** START **
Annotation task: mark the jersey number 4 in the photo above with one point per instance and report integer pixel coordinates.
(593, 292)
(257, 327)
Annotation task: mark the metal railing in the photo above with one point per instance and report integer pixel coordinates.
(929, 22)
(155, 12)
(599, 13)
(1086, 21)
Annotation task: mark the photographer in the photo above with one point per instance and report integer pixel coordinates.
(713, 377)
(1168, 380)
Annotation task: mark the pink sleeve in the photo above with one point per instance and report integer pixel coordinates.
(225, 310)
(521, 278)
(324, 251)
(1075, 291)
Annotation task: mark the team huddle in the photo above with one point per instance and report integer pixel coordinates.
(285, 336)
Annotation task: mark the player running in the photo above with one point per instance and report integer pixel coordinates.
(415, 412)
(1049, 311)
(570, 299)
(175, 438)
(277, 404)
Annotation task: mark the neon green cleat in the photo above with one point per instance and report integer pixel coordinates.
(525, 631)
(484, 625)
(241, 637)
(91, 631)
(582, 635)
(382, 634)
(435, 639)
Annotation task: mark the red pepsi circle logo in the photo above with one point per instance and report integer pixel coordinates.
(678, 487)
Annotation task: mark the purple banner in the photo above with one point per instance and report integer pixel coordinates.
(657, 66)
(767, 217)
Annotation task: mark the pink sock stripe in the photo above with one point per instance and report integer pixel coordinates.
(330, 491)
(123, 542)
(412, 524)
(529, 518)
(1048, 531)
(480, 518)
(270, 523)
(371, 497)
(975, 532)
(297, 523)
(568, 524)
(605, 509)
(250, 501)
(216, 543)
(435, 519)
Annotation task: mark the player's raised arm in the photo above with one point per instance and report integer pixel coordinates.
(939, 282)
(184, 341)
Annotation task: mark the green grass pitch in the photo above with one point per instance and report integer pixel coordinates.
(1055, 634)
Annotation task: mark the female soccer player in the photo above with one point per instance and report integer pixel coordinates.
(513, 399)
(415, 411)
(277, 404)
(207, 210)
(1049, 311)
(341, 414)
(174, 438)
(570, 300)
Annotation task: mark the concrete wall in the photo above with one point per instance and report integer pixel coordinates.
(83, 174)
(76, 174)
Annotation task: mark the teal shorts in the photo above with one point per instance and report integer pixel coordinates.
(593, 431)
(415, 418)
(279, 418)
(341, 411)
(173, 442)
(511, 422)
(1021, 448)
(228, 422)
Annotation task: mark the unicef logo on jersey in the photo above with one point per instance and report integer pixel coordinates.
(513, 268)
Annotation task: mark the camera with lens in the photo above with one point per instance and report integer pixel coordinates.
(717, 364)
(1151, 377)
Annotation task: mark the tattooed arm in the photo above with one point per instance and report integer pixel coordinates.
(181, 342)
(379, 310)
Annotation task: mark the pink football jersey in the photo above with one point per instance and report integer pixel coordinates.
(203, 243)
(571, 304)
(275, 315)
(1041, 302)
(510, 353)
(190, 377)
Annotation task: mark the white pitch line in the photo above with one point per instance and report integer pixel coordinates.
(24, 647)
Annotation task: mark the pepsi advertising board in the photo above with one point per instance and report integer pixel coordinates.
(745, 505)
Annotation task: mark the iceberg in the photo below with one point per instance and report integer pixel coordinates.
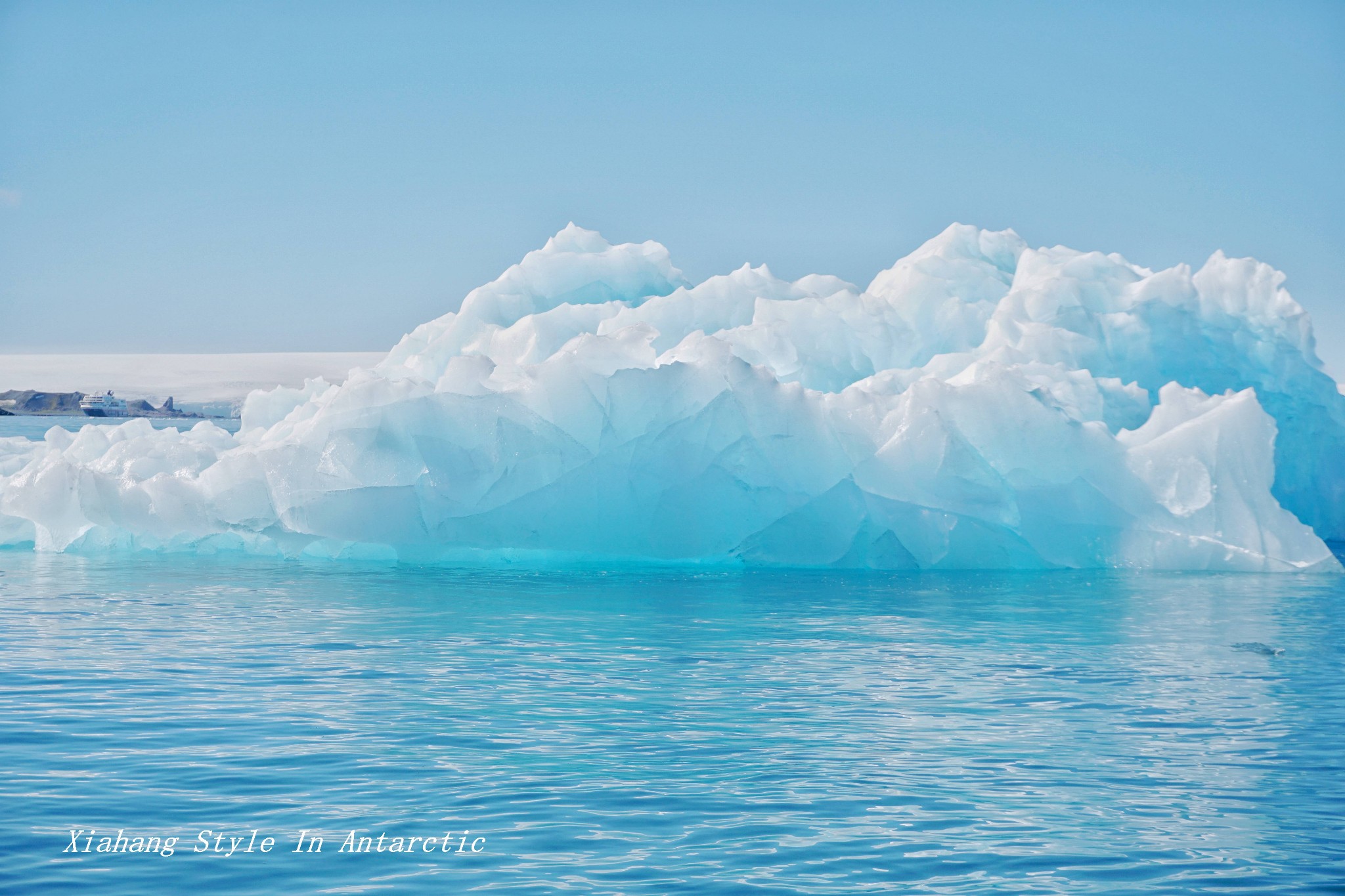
(979, 405)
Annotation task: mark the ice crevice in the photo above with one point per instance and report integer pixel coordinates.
(979, 405)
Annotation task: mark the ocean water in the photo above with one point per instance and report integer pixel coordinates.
(37, 425)
(670, 731)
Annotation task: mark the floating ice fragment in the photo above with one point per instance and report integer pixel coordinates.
(981, 405)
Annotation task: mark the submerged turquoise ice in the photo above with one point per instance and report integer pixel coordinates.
(659, 733)
(981, 405)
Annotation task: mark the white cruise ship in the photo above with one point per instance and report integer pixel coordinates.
(102, 405)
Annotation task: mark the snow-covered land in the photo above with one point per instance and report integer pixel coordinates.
(188, 379)
(979, 405)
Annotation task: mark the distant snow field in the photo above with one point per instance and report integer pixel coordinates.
(190, 379)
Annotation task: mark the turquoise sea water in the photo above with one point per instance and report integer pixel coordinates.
(35, 426)
(666, 733)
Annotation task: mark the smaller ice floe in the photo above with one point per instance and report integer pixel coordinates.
(1256, 647)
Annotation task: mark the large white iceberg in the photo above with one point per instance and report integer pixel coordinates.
(979, 405)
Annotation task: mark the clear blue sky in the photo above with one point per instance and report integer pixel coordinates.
(233, 177)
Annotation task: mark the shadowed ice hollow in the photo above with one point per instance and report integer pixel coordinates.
(979, 405)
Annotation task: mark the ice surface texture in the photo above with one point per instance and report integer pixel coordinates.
(979, 405)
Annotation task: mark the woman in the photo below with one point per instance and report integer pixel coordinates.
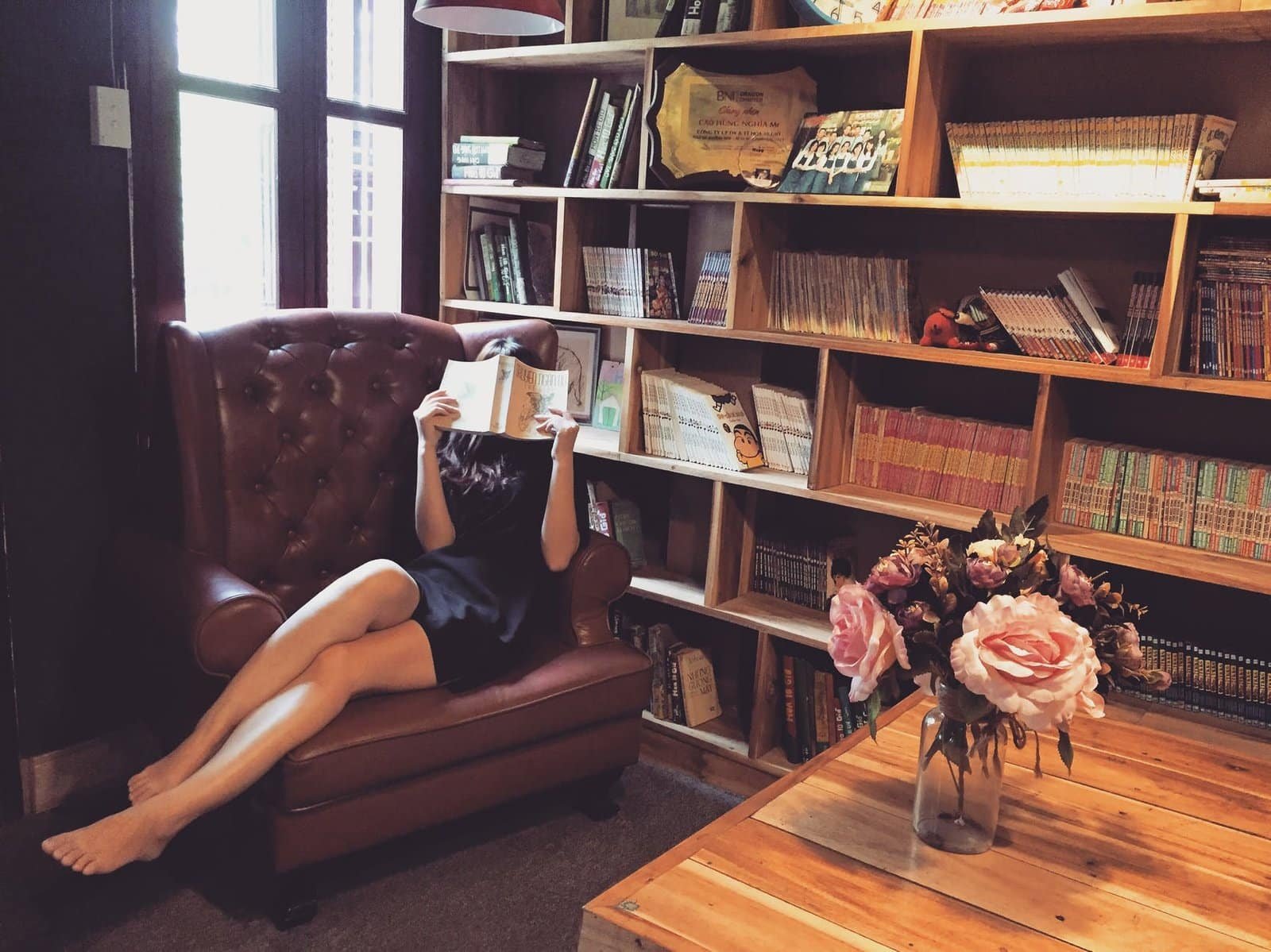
(495, 516)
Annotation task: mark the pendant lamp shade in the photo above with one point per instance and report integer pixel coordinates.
(500, 18)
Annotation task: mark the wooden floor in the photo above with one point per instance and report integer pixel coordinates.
(1157, 842)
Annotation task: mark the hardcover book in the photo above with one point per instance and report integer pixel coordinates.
(502, 395)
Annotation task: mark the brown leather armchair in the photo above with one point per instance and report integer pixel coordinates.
(298, 453)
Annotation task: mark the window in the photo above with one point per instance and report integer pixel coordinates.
(290, 150)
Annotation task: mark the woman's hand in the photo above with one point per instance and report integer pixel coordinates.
(561, 427)
(435, 408)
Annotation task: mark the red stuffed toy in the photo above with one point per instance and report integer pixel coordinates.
(942, 331)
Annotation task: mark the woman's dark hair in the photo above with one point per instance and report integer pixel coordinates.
(472, 463)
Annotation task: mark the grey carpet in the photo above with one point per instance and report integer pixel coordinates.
(512, 878)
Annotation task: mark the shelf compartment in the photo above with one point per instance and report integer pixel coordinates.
(1181, 561)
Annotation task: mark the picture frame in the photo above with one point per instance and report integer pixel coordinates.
(633, 19)
(482, 211)
(578, 353)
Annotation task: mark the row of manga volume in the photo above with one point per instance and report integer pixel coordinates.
(1175, 497)
(631, 283)
(843, 295)
(1101, 158)
(690, 418)
(938, 457)
(786, 421)
(684, 689)
(1207, 680)
(1230, 326)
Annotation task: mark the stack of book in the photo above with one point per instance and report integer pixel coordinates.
(937, 457)
(1065, 322)
(1118, 156)
(786, 418)
(711, 296)
(798, 569)
(510, 258)
(684, 684)
(505, 160)
(844, 296)
(1175, 497)
(688, 418)
(607, 130)
(631, 283)
(1211, 681)
(1230, 328)
(692, 18)
(1141, 319)
(815, 710)
(620, 518)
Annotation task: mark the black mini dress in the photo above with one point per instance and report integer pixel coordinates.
(480, 595)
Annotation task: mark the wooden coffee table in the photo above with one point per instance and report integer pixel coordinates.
(1157, 842)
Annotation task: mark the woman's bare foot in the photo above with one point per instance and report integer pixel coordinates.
(118, 840)
(164, 773)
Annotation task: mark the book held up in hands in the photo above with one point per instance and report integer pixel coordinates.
(502, 395)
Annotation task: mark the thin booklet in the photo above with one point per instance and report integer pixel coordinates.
(502, 395)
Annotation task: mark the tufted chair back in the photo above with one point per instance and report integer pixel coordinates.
(296, 439)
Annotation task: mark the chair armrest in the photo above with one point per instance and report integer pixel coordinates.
(180, 594)
(599, 572)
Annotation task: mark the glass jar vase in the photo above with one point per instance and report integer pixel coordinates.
(960, 759)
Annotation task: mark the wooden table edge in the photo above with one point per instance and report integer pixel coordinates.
(609, 899)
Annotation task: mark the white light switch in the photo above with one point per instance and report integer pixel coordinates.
(108, 118)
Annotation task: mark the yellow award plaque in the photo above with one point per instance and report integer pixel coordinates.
(721, 127)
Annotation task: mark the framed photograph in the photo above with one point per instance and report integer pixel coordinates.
(633, 19)
(578, 353)
(482, 211)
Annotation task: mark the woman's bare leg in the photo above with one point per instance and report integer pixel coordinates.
(372, 598)
(391, 660)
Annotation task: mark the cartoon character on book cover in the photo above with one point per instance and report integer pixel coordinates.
(845, 152)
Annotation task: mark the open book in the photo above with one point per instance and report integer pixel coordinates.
(502, 395)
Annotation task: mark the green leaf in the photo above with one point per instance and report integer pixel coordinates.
(874, 704)
(1065, 750)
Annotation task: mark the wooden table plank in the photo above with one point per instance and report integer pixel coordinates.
(1031, 896)
(840, 888)
(1157, 842)
(1092, 846)
(1166, 784)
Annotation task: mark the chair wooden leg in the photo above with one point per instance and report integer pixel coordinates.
(595, 799)
(296, 900)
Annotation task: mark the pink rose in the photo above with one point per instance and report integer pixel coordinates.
(1076, 586)
(985, 575)
(864, 640)
(895, 571)
(1029, 659)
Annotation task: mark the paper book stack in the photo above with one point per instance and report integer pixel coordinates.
(1141, 319)
(1175, 497)
(844, 296)
(711, 296)
(631, 283)
(937, 457)
(1230, 328)
(1065, 322)
(607, 130)
(1222, 683)
(1112, 158)
(692, 420)
(786, 420)
(508, 160)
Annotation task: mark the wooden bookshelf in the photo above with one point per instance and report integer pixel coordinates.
(1158, 57)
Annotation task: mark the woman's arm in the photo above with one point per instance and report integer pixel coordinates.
(559, 522)
(432, 525)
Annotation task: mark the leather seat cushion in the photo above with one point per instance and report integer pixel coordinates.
(381, 738)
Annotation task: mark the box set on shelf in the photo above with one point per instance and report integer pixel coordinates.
(1095, 304)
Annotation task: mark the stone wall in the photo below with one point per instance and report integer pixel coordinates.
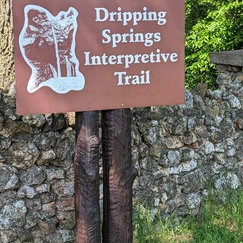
** END **
:: WHAT IS NEEDED ::
Filter the records above, copying out each line in which the word "bare" appears.

:: TASK SOLUTION ::
Annotation task: mark the woman's bare foot in the photo above with one point per instance and report integer pixel coordinates.
Annotation task: mark the woman's bare leg in the photo above with one point per instance and report integer pixel coordinates.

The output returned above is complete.